Bounding box annotation entries:
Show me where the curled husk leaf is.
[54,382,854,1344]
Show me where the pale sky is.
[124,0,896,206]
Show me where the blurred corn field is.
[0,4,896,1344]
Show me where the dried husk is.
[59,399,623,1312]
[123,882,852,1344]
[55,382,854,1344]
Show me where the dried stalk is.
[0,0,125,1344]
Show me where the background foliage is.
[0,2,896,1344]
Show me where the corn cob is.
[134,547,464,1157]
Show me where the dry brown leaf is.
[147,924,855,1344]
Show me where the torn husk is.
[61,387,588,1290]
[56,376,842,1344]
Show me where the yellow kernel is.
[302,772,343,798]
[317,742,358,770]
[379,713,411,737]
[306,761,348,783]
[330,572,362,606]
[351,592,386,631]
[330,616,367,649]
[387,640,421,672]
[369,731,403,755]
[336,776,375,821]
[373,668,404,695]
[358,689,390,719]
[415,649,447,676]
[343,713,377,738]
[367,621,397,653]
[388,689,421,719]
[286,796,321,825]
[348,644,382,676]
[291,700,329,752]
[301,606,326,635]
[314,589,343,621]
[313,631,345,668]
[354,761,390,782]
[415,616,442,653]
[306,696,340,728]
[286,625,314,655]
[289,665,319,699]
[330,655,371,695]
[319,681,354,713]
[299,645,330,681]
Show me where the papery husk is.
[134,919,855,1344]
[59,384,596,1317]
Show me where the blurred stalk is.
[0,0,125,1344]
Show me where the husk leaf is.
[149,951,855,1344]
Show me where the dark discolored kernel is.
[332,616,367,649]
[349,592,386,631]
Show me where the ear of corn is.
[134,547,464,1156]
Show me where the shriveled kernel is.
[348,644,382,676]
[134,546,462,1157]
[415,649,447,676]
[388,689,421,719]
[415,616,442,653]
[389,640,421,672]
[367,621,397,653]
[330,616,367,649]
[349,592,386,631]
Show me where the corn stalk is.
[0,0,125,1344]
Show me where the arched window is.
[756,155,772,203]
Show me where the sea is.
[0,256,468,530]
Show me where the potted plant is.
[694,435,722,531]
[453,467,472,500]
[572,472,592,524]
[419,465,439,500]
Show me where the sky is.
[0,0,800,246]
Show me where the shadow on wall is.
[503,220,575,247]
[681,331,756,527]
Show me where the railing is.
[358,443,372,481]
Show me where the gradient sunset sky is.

[Prompt]: Reproduce the data verbatim, starting at the line that contains "Show me where the railing is." and ending at the final line of the data.

[Answer for this exercise]:
Show me where the railing is.
[358,443,372,481]
Show me where the gradient sunset sky is.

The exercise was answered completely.